* [YOUR GOAL] Return all of the records below word for word, with no changes, but leave the pictures out.

* [MATERIAL PROVIDED]
····················
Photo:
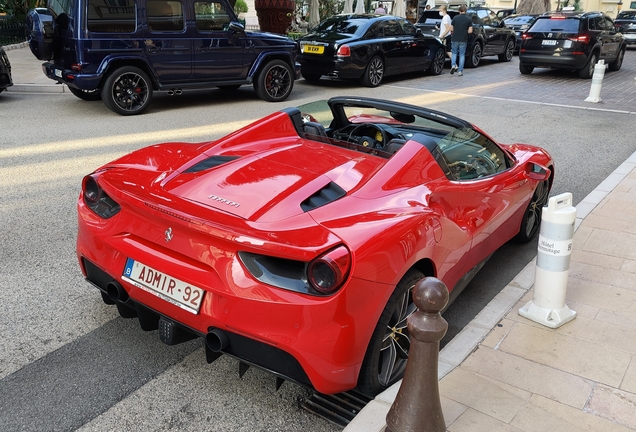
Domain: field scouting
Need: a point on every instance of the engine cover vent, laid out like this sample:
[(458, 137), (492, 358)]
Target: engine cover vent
[(210, 162), (329, 193)]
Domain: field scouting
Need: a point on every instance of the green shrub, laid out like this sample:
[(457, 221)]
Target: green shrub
[(240, 7)]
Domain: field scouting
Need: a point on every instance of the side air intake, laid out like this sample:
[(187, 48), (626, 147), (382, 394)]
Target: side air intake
[(329, 193)]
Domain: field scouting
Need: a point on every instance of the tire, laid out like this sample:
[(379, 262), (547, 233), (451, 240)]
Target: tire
[(588, 70), (127, 91), (275, 81), (525, 69), (474, 57), (374, 72), (509, 52), (437, 64), (616, 64), (385, 360), (229, 88), (532, 217), (87, 95), (312, 77)]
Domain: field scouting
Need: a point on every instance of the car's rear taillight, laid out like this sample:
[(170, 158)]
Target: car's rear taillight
[(344, 51), (97, 200), (329, 271), (585, 39)]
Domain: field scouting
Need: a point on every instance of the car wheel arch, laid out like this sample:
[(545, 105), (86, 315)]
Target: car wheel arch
[(265, 58), (109, 65)]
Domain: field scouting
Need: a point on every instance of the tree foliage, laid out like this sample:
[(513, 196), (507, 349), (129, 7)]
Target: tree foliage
[(533, 6), (18, 9)]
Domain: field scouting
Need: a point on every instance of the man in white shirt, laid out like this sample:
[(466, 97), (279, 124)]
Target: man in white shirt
[(445, 29)]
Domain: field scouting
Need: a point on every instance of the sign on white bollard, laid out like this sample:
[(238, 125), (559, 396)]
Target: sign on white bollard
[(553, 264), (597, 82)]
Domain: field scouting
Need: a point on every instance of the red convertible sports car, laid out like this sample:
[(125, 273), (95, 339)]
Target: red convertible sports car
[(293, 243)]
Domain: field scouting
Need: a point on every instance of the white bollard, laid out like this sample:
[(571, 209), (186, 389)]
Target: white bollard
[(553, 264), (597, 82)]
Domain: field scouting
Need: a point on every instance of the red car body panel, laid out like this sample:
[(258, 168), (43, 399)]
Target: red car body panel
[(397, 213)]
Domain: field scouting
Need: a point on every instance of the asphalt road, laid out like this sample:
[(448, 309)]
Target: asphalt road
[(68, 362)]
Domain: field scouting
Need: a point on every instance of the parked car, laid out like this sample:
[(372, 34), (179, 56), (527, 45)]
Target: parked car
[(294, 243), (5, 71), (368, 48), (625, 23), (571, 40), (519, 24), (124, 52), (504, 13), (490, 35)]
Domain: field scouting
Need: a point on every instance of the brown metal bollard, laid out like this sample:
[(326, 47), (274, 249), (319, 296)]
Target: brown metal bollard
[(417, 407)]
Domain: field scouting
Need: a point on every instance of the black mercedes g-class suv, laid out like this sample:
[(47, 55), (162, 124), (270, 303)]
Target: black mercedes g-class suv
[(121, 51)]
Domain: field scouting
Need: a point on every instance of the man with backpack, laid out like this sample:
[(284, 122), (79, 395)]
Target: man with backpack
[(461, 27)]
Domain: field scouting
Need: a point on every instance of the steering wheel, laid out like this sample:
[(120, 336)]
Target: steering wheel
[(378, 141)]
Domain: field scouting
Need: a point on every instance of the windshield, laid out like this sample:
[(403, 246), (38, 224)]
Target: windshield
[(341, 26), (61, 6), (563, 25), (519, 20)]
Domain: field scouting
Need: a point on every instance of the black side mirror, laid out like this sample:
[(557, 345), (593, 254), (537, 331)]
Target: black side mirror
[(236, 27)]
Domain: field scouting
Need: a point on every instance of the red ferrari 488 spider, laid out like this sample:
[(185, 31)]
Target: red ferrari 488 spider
[(293, 244)]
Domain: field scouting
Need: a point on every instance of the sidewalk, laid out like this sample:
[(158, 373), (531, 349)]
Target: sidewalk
[(26, 71), (506, 373)]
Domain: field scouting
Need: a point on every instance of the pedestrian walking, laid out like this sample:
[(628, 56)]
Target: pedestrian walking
[(461, 26), (445, 29)]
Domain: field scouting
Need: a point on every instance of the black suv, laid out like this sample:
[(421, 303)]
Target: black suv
[(625, 23), (121, 51), (5, 71), (571, 40), (490, 35)]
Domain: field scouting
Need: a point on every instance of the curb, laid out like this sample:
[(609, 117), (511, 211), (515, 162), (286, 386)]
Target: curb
[(38, 88)]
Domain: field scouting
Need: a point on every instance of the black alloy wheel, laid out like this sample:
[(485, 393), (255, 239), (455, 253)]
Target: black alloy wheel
[(588, 70), (275, 81), (474, 57), (437, 65), (127, 91), (374, 72), (87, 95), (385, 360), (509, 52), (532, 218)]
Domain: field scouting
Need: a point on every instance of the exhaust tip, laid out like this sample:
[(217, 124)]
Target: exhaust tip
[(217, 340), (116, 292)]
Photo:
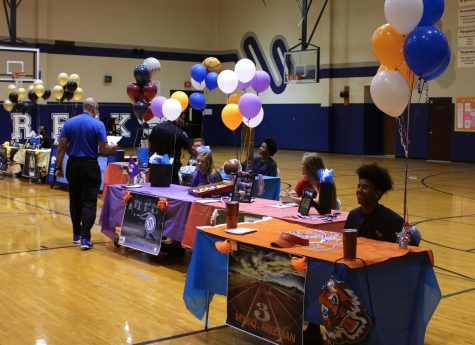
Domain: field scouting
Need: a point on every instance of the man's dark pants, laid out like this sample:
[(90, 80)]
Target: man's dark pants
[(84, 179)]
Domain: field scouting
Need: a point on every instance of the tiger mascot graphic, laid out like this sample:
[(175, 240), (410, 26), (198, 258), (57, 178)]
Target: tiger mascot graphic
[(345, 318)]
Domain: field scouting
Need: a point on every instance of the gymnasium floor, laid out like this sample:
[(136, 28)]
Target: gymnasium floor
[(53, 293)]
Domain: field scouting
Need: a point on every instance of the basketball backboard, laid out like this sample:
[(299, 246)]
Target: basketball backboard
[(13, 59), (302, 66)]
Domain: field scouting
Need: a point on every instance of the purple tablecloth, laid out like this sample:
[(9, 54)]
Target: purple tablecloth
[(179, 203)]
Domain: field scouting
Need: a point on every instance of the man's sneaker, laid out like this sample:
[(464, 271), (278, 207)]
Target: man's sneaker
[(86, 244), (76, 239)]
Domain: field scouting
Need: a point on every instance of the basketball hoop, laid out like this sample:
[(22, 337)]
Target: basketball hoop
[(18, 77)]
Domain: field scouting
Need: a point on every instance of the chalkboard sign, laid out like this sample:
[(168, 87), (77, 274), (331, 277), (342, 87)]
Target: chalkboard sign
[(142, 226)]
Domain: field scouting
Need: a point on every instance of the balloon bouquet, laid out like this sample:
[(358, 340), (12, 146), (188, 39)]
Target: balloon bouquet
[(68, 88), (246, 108), (17, 96), (143, 90), (408, 46)]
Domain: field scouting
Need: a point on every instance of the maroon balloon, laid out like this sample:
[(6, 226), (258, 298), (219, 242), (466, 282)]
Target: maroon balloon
[(134, 91), (149, 91)]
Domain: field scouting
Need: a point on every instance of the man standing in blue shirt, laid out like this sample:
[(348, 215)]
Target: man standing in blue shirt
[(80, 138)]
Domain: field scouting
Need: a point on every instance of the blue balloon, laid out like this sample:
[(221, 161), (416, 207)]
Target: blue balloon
[(440, 70), (198, 72), (433, 10), (425, 50), (197, 101), (211, 80)]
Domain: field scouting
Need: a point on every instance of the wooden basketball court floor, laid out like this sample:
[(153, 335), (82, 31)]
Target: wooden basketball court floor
[(53, 293)]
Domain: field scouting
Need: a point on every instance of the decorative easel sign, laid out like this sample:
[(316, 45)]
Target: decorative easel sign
[(265, 295), (142, 226)]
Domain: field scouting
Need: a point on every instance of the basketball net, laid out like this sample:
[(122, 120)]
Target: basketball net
[(18, 77)]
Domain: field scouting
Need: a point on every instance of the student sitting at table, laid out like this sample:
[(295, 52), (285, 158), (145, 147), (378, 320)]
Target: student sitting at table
[(311, 163), (264, 164), (197, 143), (205, 172), (371, 219)]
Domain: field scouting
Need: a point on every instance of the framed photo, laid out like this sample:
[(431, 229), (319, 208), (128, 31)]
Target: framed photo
[(243, 186), (307, 201)]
····················
* [OUTPUT OF THE TASK]
Photo:
Domain: field scouting
Need: a point on every instance of the engine cover vent, laid out like this sample:
[(458, 137), (492, 358)]
Target: engine cover vent
[(210, 162), (329, 193)]
Domain: field scouting
Need: a point on every instance of the green shrub, laid out like this sample:
[(457, 221)]
Target: green shrub
[(240, 7)]
Domain: field scouting
Need: a point on every instance of the side air intake, laid out like this sample:
[(187, 48), (626, 147), (382, 394)]
Target: side air intake
[(329, 193)]
Domain: field scouting
Need: a point on every instance of the tire, laid out like this sample:
[(379, 262), (547, 233), (451, 240)]
Target: tire
[(588, 70), (127, 91), (275, 81), (525, 69), (474, 57), (374, 72), (509, 52), (437, 64), (616, 64), (385, 360), (229, 88), (532, 217), (87, 95), (312, 77)]
Domain: field scouting
Need: a point on every instance of the car's rear taillight, laid out like this sample:
[(170, 158)]
Target: car's rear taillight
[(344, 51), (97, 200), (329, 271), (585, 39)]
Domain: field scouting
Need: a point on every instance of the car wheel arch, laid out like this sample:
[(545, 105), (86, 315)]
Target: car wheel arch
[(265, 58), (109, 65)]
Domain: field scouting
Need: a point on every instance of the tree foliage, laid out like this sample:
[(513, 196), (507, 349), (129, 7)]
Target: tree foliage
[(533, 6), (18, 9)]
Domain: field scouting
Need: a point on every instance of the man in white shirt, laid out like this sample:
[(466, 97), (279, 124)]
Target: man in white shirt
[(445, 29)]
Domain: field scouting
Need: a point on every instance of the sign on white bollard, laid out like this sample:
[(238, 125), (559, 396)]
Target: sign on white bollard
[(553, 264), (597, 82)]
Domain: field scouting
Need: a point on every instance of the red convertible sports car, laid out like this sample:
[(125, 273), (95, 339)]
Target: red convertible sports car
[(293, 243)]
Domain: field scouting
Need: a point on every instance of the white bollard, laid out like this sample:
[(571, 209), (186, 389)]
Target: white bollard
[(553, 264), (597, 82)]
Domain: field scouting
Need: a point on every instance of the red car body panel, laid out like this sample:
[(258, 168), (43, 399)]
Target: red car body panel
[(397, 213)]
Domain: field scouting
Need: a point on every instance of the asphalt road, laid out like this sample:
[(448, 309)]
Target: asphalt road
[(68, 362)]
Domain: field scouting
Need: a point on every instance of the parked car, laid out like this sample:
[(372, 34), (179, 56), (527, 45)]
Target: parked car
[(294, 243), (5, 71), (368, 48), (625, 23), (571, 40), (519, 24), (124, 52), (504, 13), (490, 35)]
Domain: field scouting
Need: a point on every instance of the brown metal bollard, laid out like this sample:
[(326, 47), (274, 249), (319, 296)]
Target: brown metal bollard
[(417, 407)]
Domain: field scouting
Need: a point on every instance of the black mercedes g-class suv, laid out like this sample:
[(47, 55), (162, 124), (270, 303)]
Target: black mercedes g-class suv
[(121, 51)]
Domain: field scouting
Need: a point on every instance of the man with backpack, laid out like this sample:
[(284, 122), (79, 395)]
Target: man with backpack
[(461, 27)]
Domain: field scouting
Need: a point on every instance of the steering wheel, laid out like this sample:
[(120, 336)]
Target: steering wheel
[(378, 141)]
Domain: field scouting
Need: a point on every instance of the windshield, laid out like this sample:
[(403, 246), (38, 224)]
Target: windshield
[(341, 26), (61, 6), (563, 25), (519, 20)]
Domain: field scouting
Need: a point on every instance of the black side mirror, laid out like this sample:
[(557, 345), (593, 254), (537, 331)]
Target: black side mirror
[(236, 27)]
Domain: field scouting
Need: a point on every instance of the red ferrari 488 spider, laid out like this sample:
[(185, 31)]
Target: red ferrari 488 spider
[(293, 244)]
Domain: field scouting
Need: a point on every instance of the sidewalk, laid out like this sample:
[(158, 373), (531, 349)]
Target: sidewalk
[(26, 71), (506, 373)]
Domain: field scouting
Need: a point on every instance of the pedestrian walking, laid out like this sample:
[(628, 56)]
Target: pedestrian walking
[(461, 26), (445, 29)]
Domain: field scouting
Need: a point on every instance of the black suv, laid out like this sample:
[(421, 303)]
Target: black suv
[(625, 23), (121, 51), (5, 71), (571, 40), (490, 35)]
Domain: field scouting
Need: a point on every instance of the curb, laid out like this sample:
[(609, 117), (511, 211), (515, 162), (286, 386)]
Target: curb
[(38, 88)]
Domain: field scouting
Need: a point on every instance of the black alloy wheel, laid out like this sample:
[(485, 393), (255, 239), (455, 253)]
Target: black alloy wheel
[(588, 70), (275, 81), (474, 57), (437, 65), (127, 91), (374, 72), (87, 95), (385, 360), (509, 52), (532, 218)]
Domain: field scouting
Need: a point on every instance of the exhaust tip, laid out like this sample:
[(217, 124)]
Target: exhaust tip
[(217, 340), (116, 292)]
Photo:
Domain: field scouting
Need: a point on every instance of the man's dark pants, laid out like this sample:
[(90, 80)]
Target: man's dark pants
[(84, 179)]
Domain: field scouting
Need: a point on every instance of the tiger mascot graphic, laid out like this sample:
[(175, 240), (410, 26), (198, 258), (57, 178)]
Target: tiger mascot graphic
[(345, 318)]
Domain: field scouting
Need: a point on every instance of the gymnasium floor, laid out like this sample:
[(136, 28)]
Target: gymnasium floor
[(53, 293)]
Domain: field scouting
Need: a point on every instance of the basketball backboard, laid out like this sample:
[(299, 246)]
Target: basketball backboard
[(13, 59), (302, 66)]
Domain: field scouting
Need: a point on every instance of the purple tablecloth, laid out like this sample:
[(9, 54)]
Target: purple tablecloth
[(179, 203)]
Domain: field scouting
Need: a point on every instance of the man's sneaker, laid out like this sample:
[(464, 271), (278, 207)]
Target: man's sneaker
[(86, 244), (76, 239)]
Domain: field scouting
Need: a point on every instance of the basketball hoop, laid out like this sample:
[(22, 337)]
Target: basketball hoop
[(18, 77)]
Domain: field scouting
Need: a point on every instance of the chalkboard sign, laid out like this sample:
[(168, 87), (77, 274), (331, 277), (342, 87)]
Target: chalkboard sign
[(142, 226)]
Domain: field scouting
Need: a point on every instance of the balloon bouquet, laid out like this sample:
[(358, 340), (12, 146), (188, 39)]
Target: balloon bouquet
[(68, 88), (246, 108), (17, 96), (143, 90), (408, 46)]
Domain: field scouting
Need: a point on every instance of the maroon balloon, laid out like this sample:
[(6, 226), (258, 298), (219, 242), (466, 282)]
Target: maroon balloon
[(134, 91), (149, 91)]
Domain: field scouting
Need: a point on every instance of the man standing in blue shirt, laid out like this sample:
[(348, 215)]
Target: man standing in blue shirt
[(80, 138)]
Domain: field scouting
Need: a point on every instance of the blue balloon, laid out like this sample:
[(221, 161), (416, 207)]
Target: blue balloon
[(440, 70), (198, 72), (433, 10), (425, 50), (197, 101), (211, 80)]
Domain: field scouting
Need: a point on every instance of the wooden basketball court floor, laid out like this sample:
[(153, 335), (82, 31)]
Target: wooden basketball court floor
[(53, 293)]
Domain: field scouting
Need: a point on every instance of the decorative easel sign, laid out like this sample:
[(316, 45)]
Target: decorative easel sign
[(265, 295), (142, 226)]
Domain: field scouting
Need: a point on every instance of the basketball net, laid out like this sample:
[(122, 120)]
Target: basketball net
[(18, 77)]
Domain: field scouting
Need: a point on every instance of the student sitting at table, laid out like this sample:
[(295, 52), (285, 158), (145, 147), (378, 320)]
Target: student sitting at table
[(311, 163), (264, 164), (197, 143), (205, 172), (371, 219)]
Domain: field scouting
Need: a point on every instance of the framed photo, laid out like this sample:
[(431, 229), (319, 208), (128, 31)]
Target: framed photo
[(243, 186), (307, 201)]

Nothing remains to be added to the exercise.